## Start Source document

Knitted Pet Stuff

Catnip Mouse

Materials

Worsted weight wool (I always use wool or mohair as my cats seem particularly fond of these fibers)
US size 6 or 7 needles

Directions

Cast on 20 - 24 stitches, depending upon how large you want your mouse to be. Work 4 rows straight in stockinette stitch. On the 5th row (and every subsequent odd-numbered row), decrease one stitch at each end of row. Work until four stitches remain, cast off remaining stitches.

Fold mouse in half (with the wrong side outside) by matching the long sides and sew the seam from nose to tail. Turn inside out. Stuff with catnip and sew the back seam from top to bottom. Securely fasten the seam at the bottom of the mouse and leave a yarn tail. I often attach a few strands of yarn and make a braided tail.

Note: When I stuff a mouse with catnip, I like to first put the catnip in a cut-off toe from old pantyhose (I save old pairs just for this purpose), and tie a knot in it to make a little bag. Then stuff the bag into the mouse body. This way if you have a particularly enthusiastic kitty who likes to disembowel mice, you won't have a mess of catnip all over your house!

## End Source document

**Written problem A**
In the rows, rewrite the part that opens with the line containing "the dark wall." and closes with the line containing "0, 135, 27, 465" as a numbered list, leaving out any blank lines.
The catnip mouse pattern and the rows have no connection to each other.

## Start Source records

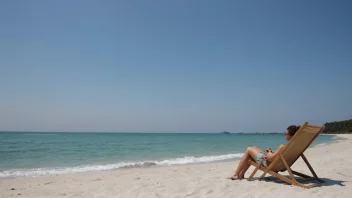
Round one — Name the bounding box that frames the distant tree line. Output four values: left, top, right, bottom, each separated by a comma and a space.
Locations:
323, 119, 352, 133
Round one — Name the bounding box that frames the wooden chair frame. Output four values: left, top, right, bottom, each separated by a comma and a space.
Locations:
248, 122, 324, 189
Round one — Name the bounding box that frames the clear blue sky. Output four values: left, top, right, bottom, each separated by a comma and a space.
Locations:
0, 0, 352, 132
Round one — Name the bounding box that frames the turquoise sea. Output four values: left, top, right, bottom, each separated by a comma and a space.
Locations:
0, 132, 337, 179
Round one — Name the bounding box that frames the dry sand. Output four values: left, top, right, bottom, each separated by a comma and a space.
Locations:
0, 135, 352, 198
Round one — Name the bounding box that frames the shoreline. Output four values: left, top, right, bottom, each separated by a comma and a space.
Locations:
0, 134, 342, 180
0, 134, 352, 198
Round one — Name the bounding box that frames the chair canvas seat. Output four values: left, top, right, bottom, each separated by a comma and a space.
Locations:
248, 122, 324, 188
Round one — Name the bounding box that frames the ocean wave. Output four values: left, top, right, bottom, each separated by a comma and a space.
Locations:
0, 153, 243, 178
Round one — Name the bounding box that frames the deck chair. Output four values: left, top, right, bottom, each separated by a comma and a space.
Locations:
248, 122, 324, 188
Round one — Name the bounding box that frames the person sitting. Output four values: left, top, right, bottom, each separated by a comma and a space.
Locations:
227, 125, 300, 180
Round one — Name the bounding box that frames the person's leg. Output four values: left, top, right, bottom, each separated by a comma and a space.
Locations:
238, 146, 264, 179
229, 147, 263, 179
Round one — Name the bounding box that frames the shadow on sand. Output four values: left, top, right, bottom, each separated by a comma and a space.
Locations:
253, 176, 346, 187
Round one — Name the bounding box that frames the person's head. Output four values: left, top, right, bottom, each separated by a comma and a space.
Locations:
285, 125, 301, 141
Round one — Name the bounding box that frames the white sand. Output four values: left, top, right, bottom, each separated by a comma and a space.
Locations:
0, 135, 352, 198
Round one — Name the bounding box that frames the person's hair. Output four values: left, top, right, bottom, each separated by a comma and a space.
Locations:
287, 125, 301, 136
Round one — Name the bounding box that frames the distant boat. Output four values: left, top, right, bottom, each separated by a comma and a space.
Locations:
220, 130, 231, 134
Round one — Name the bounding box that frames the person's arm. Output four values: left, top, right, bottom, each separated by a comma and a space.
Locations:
266, 144, 285, 162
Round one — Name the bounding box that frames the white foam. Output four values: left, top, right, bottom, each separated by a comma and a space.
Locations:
0, 153, 243, 178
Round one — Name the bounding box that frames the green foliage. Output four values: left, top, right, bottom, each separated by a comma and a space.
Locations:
323, 119, 352, 133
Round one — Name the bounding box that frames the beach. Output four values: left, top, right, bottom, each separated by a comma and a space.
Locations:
0, 135, 352, 198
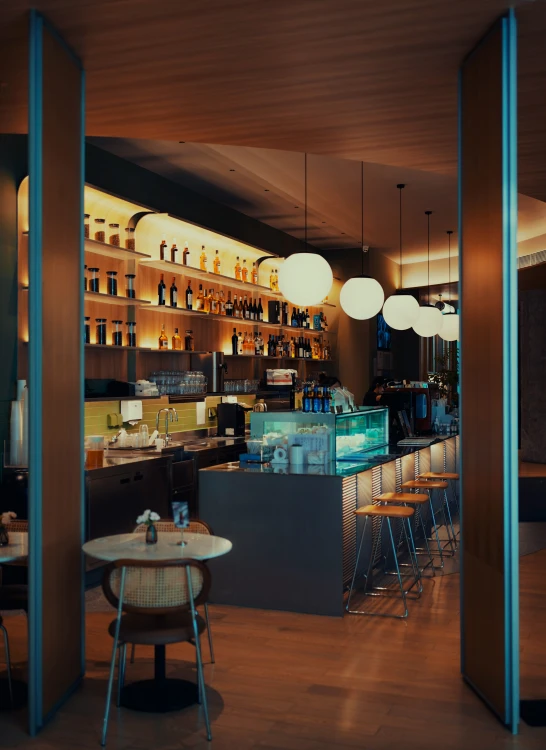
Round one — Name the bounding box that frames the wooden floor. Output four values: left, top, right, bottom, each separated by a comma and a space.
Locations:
0, 551, 546, 750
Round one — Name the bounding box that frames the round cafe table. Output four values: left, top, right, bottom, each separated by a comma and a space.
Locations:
0, 528, 28, 711
83, 531, 232, 713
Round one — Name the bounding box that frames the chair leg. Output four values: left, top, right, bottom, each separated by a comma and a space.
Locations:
205, 602, 214, 664
0, 625, 13, 706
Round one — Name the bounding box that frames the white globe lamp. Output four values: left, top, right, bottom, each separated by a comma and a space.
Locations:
440, 313, 460, 341
339, 276, 385, 320
412, 305, 444, 338
383, 294, 419, 331
279, 253, 334, 307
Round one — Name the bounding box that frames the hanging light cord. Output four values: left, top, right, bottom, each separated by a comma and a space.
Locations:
425, 211, 432, 305
396, 183, 406, 289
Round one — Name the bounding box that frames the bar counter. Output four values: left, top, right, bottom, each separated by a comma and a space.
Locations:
199, 436, 459, 617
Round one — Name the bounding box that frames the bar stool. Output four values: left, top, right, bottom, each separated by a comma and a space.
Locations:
374, 492, 436, 576
400, 479, 456, 568
345, 505, 422, 619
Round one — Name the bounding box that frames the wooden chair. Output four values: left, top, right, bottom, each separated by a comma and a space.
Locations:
101, 559, 212, 747
0, 615, 13, 706
131, 518, 214, 664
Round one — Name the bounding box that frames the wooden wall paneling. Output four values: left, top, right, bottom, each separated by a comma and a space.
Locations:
29, 12, 84, 733
459, 8, 519, 730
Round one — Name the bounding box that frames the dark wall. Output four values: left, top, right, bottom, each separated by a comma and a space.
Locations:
0, 135, 27, 465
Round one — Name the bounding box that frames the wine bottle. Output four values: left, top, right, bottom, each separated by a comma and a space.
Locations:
159, 323, 169, 349
157, 274, 167, 305
169, 276, 178, 307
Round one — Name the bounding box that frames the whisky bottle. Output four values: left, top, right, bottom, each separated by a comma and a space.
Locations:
199, 245, 207, 271
169, 276, 178, 307
159, 323, 169, 349
157, 274, 167, 305
212, 250, 221, 273
173, 328, 182, 350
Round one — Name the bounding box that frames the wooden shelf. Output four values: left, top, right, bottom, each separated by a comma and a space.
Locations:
140, 262, 281, 297
85, 292, 150, 307
84, 239, 152, 260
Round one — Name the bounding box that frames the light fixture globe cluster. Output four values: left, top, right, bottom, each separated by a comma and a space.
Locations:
279, 253, 334, 307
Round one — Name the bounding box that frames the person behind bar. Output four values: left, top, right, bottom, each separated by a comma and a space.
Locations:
363, 377, 387, 406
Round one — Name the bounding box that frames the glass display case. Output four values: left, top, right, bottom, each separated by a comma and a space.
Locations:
250, 406, 389, 464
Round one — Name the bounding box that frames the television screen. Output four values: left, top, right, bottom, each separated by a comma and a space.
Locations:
377, 313, 391, 352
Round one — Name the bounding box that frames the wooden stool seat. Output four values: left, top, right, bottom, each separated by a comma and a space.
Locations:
374, 492, 429, 505
354, 505, 415, 518
419, 471, 459, 479
400, 479, 447, 490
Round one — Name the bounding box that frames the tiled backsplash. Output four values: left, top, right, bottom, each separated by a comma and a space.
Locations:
85, 394, 256, 437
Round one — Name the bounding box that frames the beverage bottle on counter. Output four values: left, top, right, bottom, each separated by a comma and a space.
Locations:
184, 331, 195, 352
157, 274, 167, 305
212, 250, 221, 273
170, 276, 178, 307
195, 284, 205, 312
226, 291, 233, 318
199, 245, 207, 271
173, 328, 182, 350
159, 323, 169, 349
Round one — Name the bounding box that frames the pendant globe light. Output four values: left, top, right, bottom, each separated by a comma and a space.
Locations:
413, 211, 444, 338
440, 229, 459, 341
279, 154, 334, 307
383, 184, 419, 331
339, 162, 385, 320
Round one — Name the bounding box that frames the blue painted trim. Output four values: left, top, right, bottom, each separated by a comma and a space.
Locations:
28, 10, 43, 735
502, 10, 519, 734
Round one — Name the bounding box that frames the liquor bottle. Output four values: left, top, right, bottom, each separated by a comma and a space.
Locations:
195, 284, 205, 312
212, 250, 221, 273
159, 240, 167, 260
184, 331, 195, 352
173, 328, 182, 350
226, 291, 233, 318
157, 274, 167, 305
209, 289, 218, 315
159, 323, 169, 349
169, 276, 178, 307
199, 245, 207, 271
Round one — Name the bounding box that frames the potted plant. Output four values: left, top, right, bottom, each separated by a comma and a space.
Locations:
137, 510, 160, 544
0, 510, 17, 547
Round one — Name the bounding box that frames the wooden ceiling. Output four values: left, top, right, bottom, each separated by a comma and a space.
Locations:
0, 0, 544, 174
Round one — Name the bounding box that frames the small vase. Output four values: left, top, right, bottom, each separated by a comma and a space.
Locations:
146, 523, 157, 544
0, 526, 9, 547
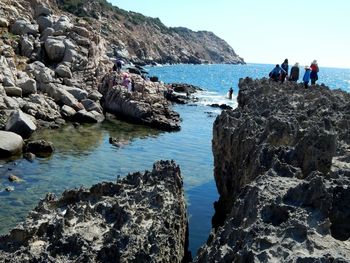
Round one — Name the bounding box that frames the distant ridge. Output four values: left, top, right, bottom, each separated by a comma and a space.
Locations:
56, 0, 244, 64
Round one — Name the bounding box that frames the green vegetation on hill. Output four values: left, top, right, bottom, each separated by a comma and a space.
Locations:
56, 0, 171, 33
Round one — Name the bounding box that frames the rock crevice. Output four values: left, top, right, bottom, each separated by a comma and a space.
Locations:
195, 78, 350, 262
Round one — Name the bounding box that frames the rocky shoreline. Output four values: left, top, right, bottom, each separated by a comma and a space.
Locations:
0, 0, 350, 262
195, 78, 350, 262
0, 161, 189, 263
0, 78, 350, 262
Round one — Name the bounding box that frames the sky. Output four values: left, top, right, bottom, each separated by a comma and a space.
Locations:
108, 0, 350, 68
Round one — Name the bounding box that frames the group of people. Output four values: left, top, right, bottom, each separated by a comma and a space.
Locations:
269, 59, 319, 88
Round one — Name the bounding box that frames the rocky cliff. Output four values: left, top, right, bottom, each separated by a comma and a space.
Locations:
195, 78, 350, 262
57, 0, 244, 64
0, 161, 188, 263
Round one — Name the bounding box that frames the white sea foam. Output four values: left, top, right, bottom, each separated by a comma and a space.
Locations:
195, 91, 237, 108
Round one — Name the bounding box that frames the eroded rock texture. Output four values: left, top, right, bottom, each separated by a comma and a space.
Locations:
99, 73, 180, 131
195, 78, 350, 262
0, 161, 187, 262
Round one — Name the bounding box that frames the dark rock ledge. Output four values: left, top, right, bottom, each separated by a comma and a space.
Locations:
99, 72, 180, 131
195, 78, 350, 262
0, 161, 188, 263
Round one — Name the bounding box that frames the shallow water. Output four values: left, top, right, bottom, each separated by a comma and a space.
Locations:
0, 64, 350, 254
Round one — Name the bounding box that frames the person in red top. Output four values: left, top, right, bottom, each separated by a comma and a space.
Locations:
310, 59, 319, 85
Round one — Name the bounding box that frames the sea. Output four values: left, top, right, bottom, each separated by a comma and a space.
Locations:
0, 64, 350, 256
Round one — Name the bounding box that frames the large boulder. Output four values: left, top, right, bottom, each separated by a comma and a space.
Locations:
99, 74, 180, 131
45, 37, 66, 62
64, 86, 88, 100
36, 16, 53, 32
53, 16, 73, 32
20, 35, 34, 58
23, 140, 55, 157
55, 64, 72, 79
22, 94, 62, 122
73, 110, 105, 123
34, 4, 52, 17
81, 99, 103, 113
0, 17, 9, 27
5, 110, 36, 139
17, 77, 37, 96
11, 18, 39, 35
26, 61, 54, 85
4, 86, 22, 97
0, 131, 23, 158
0, 161, 188, 263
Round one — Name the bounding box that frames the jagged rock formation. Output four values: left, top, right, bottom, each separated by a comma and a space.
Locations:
57, 0, 244, 64
0, 161, 187, 263
99, 73, 180, 131
195, 78, 350, 262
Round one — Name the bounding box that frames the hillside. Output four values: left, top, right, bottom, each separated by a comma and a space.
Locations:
56, 0, 244, 64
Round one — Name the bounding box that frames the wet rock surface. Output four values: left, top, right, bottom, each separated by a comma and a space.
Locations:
99, 73, 180, 131
195, 78, 350, 262
0, 161, 187, 262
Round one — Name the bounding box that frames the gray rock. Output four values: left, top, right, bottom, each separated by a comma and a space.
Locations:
23, 140, 55, 157
0, 17, 9, 27
5, 110, 36, 139
81, 99, 103, 113
3, 96, 19, 110
34, 4, 52, 17
17, 77, 37, 96
36, 16, 53, 32
2, 76, 16, 87
55, 64, 72, 78
194, 78, 350, 262
73, 110, 105, 123
0, 130, 23, 158
72, 26, 90, 38
53, 16, 73, 32
61, 105, 76, 119
40, 27, 55, 42
4, 86, 22, 97
11, 18, 39, 35
22, 94, 61, 122
88, 90, 103, 101
64, 86, 88, 100
99, 73, 180, 131
20, 35, 34, 58
0, 161, 187, 263
26, 61, 54, 84
45, 37, 66, 62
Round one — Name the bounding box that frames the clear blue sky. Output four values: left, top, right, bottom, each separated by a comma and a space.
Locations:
109, 0, 350, 68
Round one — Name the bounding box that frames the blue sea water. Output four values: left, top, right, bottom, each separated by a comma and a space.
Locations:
0, 64, 350, 254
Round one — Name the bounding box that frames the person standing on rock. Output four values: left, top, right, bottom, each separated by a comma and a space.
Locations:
281, 58, 288, 83
310, 59, 319, 85
269, 64, 283, 82
303, 66, 311, 89
289, 62, 299, 82
113, 58, 123, 73
228, 87, 233, 100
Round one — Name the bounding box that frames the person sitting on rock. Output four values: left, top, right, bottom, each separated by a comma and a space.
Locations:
269, 64, 285, 82
122, 74, 131, 88
303, 66, 311, 89
289, 62, 299, 82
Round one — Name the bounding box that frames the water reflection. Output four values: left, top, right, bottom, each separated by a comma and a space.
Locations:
0, 119, 161, 234
32, 118, 160, 155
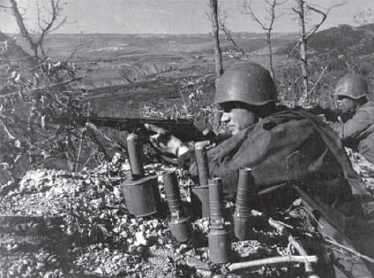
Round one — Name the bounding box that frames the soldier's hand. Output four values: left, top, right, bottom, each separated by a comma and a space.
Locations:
144, 124, 188, 157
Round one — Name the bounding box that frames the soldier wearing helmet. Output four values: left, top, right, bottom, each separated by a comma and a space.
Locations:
146, 63, 355, 201
334, 74, 374, 163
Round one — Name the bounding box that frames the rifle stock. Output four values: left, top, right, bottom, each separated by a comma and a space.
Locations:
51, 115, 204, 142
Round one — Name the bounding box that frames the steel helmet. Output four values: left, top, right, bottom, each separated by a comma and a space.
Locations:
214, 63, 277, 106
334, 73, 369, 99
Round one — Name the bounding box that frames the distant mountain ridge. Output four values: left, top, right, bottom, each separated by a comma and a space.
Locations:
277, 24, 374, 55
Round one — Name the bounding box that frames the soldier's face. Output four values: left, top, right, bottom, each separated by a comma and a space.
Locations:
337, 96, 357, 113
221, 103, 257, 135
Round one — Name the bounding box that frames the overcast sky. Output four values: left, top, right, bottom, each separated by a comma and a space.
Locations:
0, 0, 374, 34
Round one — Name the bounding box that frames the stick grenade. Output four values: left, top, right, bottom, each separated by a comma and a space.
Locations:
162, 172, 192, 242
233, 168, 257, 240
208, 178, 231, 263
127, 133, 144, 179
121, 133, 161, 217
191, 142, 209, 217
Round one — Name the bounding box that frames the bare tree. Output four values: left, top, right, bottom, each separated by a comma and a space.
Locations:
292, 0, 344, 104
218, 8, 250, 60
241, 0, 287, 80
9, 0, 67, 58
209, 0, 223, 85
353, 8, 374, 25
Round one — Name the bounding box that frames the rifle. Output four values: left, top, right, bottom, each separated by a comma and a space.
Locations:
50, 115, 206, 142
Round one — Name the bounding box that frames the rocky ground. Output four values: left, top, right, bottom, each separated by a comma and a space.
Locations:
0, 151, 374, 278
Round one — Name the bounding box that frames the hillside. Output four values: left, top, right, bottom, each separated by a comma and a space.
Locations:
277, 24, 374, 55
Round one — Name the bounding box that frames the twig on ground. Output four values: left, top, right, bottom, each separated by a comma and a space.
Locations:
227, 256, 318, 271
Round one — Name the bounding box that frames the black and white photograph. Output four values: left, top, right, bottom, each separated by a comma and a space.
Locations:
0, 0, 374, 278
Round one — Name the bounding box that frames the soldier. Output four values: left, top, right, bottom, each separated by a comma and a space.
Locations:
334, 74, 374, 163
146, 63, 362, 203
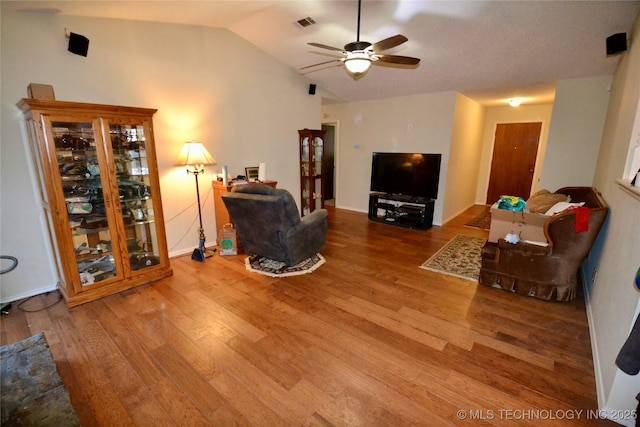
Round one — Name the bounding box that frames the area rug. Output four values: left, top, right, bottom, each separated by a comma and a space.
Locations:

## End Source records

**Written problem B**
Answer these questions using the catnip mouse pattern:
(i) What needle sizes does it call for?
(ii) How many stitches are cast on at the start?
(iii) What is the catnip put into before it goes into the mouse body?

**Task response A**
1. Round one — Name the bounding box that frames the dark wall. Output four values: left, top, right, bottom, each separated by a comma and a space.
2. Locations:
3. 0, 135, 27, 465

**Task response B**
(i) US size 6 or 7 needles.
(ii) 20 to 24 stitches, depending on how large the mouse should be.
(iii) A cut-off toe from old pantyhose, knotted to make a little bag.